◆ **Exercise task**
From the line containing "apartment building, shaped like this sample" through the last line of the data, return those lines exactly as written and nothing more.

◆ **Listed entries**
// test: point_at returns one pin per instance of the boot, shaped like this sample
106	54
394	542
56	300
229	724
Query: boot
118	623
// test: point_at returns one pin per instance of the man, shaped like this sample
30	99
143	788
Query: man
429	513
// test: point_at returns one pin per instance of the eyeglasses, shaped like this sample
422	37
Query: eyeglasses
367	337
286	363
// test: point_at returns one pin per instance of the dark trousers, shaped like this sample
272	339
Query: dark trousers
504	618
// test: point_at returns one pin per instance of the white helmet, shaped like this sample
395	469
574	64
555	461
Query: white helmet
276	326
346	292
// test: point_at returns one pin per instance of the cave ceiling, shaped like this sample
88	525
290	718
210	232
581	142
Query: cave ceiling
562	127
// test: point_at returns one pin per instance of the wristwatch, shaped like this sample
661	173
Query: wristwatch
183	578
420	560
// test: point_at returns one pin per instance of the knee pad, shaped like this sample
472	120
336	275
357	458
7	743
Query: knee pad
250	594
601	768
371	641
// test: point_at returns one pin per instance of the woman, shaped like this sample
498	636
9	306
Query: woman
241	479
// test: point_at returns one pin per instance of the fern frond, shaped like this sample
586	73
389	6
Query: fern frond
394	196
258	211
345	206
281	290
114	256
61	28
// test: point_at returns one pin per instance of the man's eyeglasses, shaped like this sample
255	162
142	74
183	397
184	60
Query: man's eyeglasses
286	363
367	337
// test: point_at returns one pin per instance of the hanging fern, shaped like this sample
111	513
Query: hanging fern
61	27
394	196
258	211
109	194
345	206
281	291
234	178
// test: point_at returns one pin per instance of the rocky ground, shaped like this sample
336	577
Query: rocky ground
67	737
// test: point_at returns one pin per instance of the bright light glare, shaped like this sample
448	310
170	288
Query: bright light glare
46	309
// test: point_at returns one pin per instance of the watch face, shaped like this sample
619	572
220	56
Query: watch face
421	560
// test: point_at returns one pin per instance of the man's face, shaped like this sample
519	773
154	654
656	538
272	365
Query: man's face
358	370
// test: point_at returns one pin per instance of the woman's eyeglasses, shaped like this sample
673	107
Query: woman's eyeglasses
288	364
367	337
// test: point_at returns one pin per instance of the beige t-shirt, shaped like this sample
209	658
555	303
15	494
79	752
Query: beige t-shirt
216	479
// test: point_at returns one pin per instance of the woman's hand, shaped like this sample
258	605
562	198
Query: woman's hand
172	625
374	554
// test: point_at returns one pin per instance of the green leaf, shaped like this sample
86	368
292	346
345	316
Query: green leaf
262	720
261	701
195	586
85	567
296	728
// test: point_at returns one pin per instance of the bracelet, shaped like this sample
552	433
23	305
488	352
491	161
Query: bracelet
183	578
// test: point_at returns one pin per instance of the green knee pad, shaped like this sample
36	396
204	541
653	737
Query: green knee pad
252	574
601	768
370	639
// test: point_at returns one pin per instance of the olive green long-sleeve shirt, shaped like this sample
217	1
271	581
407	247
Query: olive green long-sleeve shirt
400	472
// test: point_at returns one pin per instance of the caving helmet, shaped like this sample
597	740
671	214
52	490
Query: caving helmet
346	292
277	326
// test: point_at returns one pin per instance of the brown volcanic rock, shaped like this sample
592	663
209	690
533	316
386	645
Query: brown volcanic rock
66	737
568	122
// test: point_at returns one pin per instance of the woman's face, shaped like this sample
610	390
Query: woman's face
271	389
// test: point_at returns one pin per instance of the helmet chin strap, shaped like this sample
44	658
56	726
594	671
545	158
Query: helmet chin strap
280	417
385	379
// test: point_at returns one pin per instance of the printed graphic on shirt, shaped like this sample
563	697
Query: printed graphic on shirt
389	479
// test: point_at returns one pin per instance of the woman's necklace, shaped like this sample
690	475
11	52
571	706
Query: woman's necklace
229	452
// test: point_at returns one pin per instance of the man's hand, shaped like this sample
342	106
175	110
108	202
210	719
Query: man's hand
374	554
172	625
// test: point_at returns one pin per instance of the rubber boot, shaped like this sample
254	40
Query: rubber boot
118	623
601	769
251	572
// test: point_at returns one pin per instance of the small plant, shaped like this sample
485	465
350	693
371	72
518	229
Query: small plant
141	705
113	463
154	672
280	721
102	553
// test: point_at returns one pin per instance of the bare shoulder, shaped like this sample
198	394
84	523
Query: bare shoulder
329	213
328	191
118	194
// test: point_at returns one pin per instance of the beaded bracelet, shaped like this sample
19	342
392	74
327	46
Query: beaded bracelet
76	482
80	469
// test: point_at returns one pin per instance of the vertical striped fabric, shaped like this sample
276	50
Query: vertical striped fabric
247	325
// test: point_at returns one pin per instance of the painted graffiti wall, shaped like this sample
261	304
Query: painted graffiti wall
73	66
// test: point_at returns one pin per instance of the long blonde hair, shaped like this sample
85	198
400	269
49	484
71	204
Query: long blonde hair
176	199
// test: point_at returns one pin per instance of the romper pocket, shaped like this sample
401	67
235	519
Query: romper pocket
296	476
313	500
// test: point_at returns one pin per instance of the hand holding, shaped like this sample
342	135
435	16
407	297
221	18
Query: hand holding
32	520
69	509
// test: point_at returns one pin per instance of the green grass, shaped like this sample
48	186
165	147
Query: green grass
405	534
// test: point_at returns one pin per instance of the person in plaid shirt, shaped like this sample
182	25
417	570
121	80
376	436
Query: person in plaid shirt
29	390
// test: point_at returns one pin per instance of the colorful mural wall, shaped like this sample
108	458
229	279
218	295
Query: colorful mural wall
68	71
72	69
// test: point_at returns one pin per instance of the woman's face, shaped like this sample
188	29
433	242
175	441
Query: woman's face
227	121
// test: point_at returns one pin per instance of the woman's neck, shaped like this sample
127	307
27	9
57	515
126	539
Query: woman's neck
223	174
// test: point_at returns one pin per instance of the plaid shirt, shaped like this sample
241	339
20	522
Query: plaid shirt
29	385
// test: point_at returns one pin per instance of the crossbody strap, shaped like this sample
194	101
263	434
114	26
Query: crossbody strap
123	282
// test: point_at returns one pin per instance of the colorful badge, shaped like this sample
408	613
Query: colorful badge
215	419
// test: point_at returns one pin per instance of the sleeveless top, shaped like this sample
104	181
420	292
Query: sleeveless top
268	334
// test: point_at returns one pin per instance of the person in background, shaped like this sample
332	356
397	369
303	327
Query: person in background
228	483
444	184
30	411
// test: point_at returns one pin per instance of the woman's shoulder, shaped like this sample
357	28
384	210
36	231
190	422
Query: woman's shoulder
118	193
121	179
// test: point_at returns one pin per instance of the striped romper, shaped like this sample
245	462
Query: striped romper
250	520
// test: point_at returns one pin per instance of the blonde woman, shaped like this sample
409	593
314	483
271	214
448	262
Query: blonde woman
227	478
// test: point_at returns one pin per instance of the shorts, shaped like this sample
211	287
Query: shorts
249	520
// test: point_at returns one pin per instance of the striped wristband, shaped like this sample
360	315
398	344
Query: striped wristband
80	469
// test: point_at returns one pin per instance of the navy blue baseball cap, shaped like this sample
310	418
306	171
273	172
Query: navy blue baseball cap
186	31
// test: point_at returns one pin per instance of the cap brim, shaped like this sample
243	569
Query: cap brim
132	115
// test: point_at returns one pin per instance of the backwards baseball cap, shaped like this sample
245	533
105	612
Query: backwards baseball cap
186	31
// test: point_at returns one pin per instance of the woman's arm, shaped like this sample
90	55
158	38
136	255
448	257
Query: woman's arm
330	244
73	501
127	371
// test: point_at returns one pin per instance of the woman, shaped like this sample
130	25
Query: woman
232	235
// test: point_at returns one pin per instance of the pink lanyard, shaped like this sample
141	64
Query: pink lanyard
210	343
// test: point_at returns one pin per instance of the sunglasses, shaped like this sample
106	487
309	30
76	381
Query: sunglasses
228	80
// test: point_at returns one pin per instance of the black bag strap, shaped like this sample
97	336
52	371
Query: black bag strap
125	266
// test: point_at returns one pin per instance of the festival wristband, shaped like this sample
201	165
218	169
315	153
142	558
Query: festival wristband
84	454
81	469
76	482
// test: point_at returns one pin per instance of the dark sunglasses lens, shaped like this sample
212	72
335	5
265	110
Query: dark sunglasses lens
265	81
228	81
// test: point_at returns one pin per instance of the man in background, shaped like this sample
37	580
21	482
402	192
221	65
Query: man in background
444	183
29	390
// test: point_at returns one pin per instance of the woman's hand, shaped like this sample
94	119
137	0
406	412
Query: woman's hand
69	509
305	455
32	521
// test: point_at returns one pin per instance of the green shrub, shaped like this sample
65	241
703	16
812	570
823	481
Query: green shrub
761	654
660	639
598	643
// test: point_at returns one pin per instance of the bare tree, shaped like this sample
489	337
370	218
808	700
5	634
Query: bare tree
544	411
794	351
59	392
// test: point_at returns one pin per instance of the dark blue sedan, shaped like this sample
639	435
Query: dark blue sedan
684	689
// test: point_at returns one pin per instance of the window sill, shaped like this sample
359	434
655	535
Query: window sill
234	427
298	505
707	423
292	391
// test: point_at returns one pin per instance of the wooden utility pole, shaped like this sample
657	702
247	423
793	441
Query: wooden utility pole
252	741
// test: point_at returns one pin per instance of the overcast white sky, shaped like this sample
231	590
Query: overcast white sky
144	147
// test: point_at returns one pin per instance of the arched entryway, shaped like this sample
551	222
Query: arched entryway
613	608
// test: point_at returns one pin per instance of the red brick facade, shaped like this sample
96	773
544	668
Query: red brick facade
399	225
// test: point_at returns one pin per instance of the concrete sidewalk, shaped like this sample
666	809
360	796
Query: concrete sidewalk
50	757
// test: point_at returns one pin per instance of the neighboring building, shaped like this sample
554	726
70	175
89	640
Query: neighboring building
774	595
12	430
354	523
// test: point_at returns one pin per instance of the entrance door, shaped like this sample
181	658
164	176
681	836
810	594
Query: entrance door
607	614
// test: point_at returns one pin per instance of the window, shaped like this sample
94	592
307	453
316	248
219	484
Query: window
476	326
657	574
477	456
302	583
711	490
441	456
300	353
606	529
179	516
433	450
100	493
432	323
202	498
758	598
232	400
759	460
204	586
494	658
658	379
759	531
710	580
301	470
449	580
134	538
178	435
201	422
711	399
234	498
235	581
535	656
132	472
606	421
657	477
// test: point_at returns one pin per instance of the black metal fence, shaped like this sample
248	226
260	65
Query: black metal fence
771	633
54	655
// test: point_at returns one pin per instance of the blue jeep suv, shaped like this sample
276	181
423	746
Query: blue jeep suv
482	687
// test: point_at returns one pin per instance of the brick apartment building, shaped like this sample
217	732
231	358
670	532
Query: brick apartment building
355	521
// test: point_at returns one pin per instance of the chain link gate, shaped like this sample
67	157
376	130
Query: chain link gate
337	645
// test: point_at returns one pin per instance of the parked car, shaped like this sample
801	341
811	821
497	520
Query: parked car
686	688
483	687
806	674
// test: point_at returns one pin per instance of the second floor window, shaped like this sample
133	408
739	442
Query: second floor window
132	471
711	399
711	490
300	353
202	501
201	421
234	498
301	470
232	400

◆ **Exercise response**
// test: point_at returns one pin per instance of the brick apartment building, shaped like this sample
217	732
231	358
670	532
Query: brick apartment building
355	521
// test: point_at returns one pin per instance of the chain link gate, shaped like this sample
67	157
376	130
Query: chain link gate
337	645
// test: point_at returns one pin per instance of the parked car, shaped like this sample
801	341
811	821
497	520
Query: parked car
686	688
483	687
806	674
// test: point_at returns one pin per instance of the second floor window, shaped like this sample
133	408
739	442
Query: second floor window
132	471
711	399
711	490
300	353
202	501
201	421
234	498
301	470
232	400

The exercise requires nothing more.